Reproduce every line of the records below without any change.

* begin *

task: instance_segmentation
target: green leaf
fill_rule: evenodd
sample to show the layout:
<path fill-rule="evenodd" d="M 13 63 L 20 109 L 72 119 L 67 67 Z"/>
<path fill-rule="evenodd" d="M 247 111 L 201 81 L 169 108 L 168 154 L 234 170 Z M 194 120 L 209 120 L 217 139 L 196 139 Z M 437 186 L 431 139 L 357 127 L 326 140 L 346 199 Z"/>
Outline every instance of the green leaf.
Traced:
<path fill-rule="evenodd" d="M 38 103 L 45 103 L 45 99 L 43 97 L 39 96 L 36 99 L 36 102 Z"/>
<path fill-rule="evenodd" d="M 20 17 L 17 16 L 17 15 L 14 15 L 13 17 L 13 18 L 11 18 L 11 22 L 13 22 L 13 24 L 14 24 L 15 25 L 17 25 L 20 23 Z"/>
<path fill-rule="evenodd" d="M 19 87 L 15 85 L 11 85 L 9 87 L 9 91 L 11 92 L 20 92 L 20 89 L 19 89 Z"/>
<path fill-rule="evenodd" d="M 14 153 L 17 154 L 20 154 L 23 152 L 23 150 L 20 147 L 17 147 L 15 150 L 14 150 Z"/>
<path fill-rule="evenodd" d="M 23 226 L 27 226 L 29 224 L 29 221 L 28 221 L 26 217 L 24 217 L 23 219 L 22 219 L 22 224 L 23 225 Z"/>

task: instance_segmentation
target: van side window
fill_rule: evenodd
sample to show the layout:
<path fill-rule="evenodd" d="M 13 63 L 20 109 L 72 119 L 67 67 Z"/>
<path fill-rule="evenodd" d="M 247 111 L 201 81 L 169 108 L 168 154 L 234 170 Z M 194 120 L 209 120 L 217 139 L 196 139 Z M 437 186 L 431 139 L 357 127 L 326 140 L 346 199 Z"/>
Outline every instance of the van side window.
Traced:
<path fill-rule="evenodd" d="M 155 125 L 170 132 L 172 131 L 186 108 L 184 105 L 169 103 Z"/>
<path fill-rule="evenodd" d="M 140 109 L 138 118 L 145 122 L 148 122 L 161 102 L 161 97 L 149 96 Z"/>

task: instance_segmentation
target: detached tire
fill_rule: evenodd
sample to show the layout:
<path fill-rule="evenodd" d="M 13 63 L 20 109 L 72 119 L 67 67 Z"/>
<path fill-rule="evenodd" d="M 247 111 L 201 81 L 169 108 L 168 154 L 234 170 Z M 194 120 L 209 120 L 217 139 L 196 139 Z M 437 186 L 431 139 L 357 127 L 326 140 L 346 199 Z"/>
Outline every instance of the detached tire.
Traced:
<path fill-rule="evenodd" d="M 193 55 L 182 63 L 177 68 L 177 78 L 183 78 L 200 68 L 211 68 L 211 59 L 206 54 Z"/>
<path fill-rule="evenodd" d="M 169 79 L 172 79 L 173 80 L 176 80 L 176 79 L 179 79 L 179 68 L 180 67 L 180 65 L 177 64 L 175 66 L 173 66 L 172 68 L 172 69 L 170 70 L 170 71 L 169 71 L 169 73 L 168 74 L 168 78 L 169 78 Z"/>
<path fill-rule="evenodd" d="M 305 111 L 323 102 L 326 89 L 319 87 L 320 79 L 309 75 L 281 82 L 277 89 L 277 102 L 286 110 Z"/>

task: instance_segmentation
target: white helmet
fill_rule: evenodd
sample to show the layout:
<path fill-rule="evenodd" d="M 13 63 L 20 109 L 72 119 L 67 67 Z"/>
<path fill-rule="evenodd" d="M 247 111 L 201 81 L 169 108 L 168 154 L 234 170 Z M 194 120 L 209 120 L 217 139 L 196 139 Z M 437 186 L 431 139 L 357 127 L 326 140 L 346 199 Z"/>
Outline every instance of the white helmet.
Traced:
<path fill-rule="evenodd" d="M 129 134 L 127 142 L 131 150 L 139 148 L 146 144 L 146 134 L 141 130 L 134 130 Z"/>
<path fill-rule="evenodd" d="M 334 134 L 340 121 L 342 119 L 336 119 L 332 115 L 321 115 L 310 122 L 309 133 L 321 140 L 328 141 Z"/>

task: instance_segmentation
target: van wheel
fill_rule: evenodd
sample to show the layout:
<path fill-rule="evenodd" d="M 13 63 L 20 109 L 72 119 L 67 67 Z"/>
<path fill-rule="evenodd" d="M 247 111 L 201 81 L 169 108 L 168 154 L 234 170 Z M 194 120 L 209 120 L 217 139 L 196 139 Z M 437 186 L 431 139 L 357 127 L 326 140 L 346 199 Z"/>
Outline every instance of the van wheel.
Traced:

* end *

> [ANSWER TO THIS TASK]
task: instance_segmentation
target: green leaf
fill_rule: evenodd
sample to show the layout:
<path fill-rule="evenodd" d="M 13 63 L 20 109 L 72 119 L 67 67 Z"/>
<path fill-rule="evenodd" d="M 247 111 L 201 81 L 169 108 L 168 154 L 234 170 Z M 194 120 L 209 120 L 217 139 L 196 139 Z M 437 186 L 431 139 L 357 127 L 326 140 L 346 199 Z"/>
Outline every instance of the green leaf.
Traced:
<path fill-rule="evenodd" d="M 38 103 L 45 103 L 45 99 L 43 97 L 39 96 L 36 99 L 36 102 Z"/>
<path fill-rule="evenodd" d="M 20 17 L 17 16 L 17 15 L 14 15 L 13 17 L 13 18 L 11 18 L 11 22 L 13 22 L 13 24 L 14 24 L 15 25 L 17 25 L 20 23 Z"/>
<path fill-rule="evenodd" d="M 19 87 L 15 85 L 11 85 L 9 87 L 9 91 L 11 92 L 20 92 L 20 89 L 19 89 Z"/>
<path fill-rule="evenodd" d="M 14 153 L 17 154 L 20 154 L 23 152 L 23 150 L 20 147 L 17 147 L 15 150 L 14 150 Z"/>
<path fill-rule="evenodd" d="M 23 226 L 27 226 L 29 224 L 29 221 L 28 221 L 26 217 L 24 217 L 23 219 L 22 219 L 22 224 L 23 225 Z"/>

task: instance_segmentation
target: van side window
fill_rule: evenodd
sample to show the layout:
<path fill-rule="evenodd" d="M 13 63 L 20 109 L 72 119 L 67 67 Z"/>
<path fill-rule="evenodd" d="M 247 111 L 201 81 L 169 108 L 168 154 L 234 170 Z M 194 120 L 209 120 L 217 139 L 196 139 Z M 437 186 L 431 139 L 357 127 L 326 140 L 346 199 Z"/>
Outline every instance of the van side window.
Traced:
<path fill-rule="evenodd" d="M 155 125 L 170 132 L 172 131 L 186 108 L 184 105 L 169 103 Z"/>
<path fill-rule="evenodd" d="M 140 109 L 138 118 L 145 122 L 148 122 L 161 102 L 161 97 L 149 96 Z"/>

task: instance_segmentation
target: detached tire
fill_rule: evenodd
sample to show the layout:
<path fill-rule="evenodd" d="M 13 63 L 20 109 L 72 119 L 67 67 Z"/>
<path fill-rule="evenodd" d="M 247 111 L 201 81 L 169 108 L 168 154 L 234 170 Z M 194 120 L 209 120 L 217 139 L 196 139 Z M 437 186 L 431 139 L 357 127 L 326 140 L 346 199 Z"/>
Outline every instance of the detached tire.
Traced:
<path fill-rule="evenodd" d="M 193 55 L 182 63 L 177 68 L 177 78 L 183 78 L 200 68 L 211 68 L 211 59 L 206 54 Z"/>
<path fill-rule="evenodd" d="M 169 79 L 172 79 L 173 80 L 176 80 L 176 79 L 179 79 L 179 68 L 180 67 L 180 65 L 177 64 L 175 66 L 173 66 L 172 68 L 172 69 L 170 70 L 170 71 L 169 71 L 169 73 L 168 74 L 168 78 L 169 78 Z"/>
<path fill-rule="evenodd" d="M 305 111 L 323 102 L 326 89 L 319 87 L 320 79 L 309 75 L 281 82 L 277 89 L 277 102 L 286 110 Z"/>

task: instance_segmentation
target: white helmet
fill_rule: evenodd
sample to show the layout:
<path fill-rule="evenodd" d="M 13 63 L 20 109 L 72 119 L 67 67 Z"/>
<path fill-rule="evenodd" d="M 247 111 L 201 81 L 169 108 L 168 154 L 234 170 Z M 194 120 L 209 120 L 217 139 L 196 139 Z M 437 186 L 431 139 L 357 127 L 326 140 L 346 199 Z"/>
Outline every instance of the white helmet.
Traced:
<path fill-rule="evenodd" d="M 129 134 L 127 142 L 131 150 L 139 148 L 146 144 L 146 134 L 141 130 L 134 130 Z"/>
<path fill-rule="evenodd" d="M 334 134 L 340 121 L 342 119 L 336 119 L 332 115 L 321 115 L 310 122 L 309 133 L 321 140 L 328 141 Z"/>

task: instance_segmentation
target: van wheel
fill_rule: evenodd
sample to show the layout:
<path fill-rule="evenodd" d="M 13 63 L 20 109 L 72 119 L 67 67 Z"/>
<path fill-rule="evenodd" d="M 247 111 L 201 81 L 169 108 L 168 154 L 234 170 Z M 194 120 L 209 120 L 217 139 L 196 139 Z M 437 186 L 431 139 L 357 127 L 326 140 L 346 199 Z"/>
Outline every instance of the van wheel.
Traced:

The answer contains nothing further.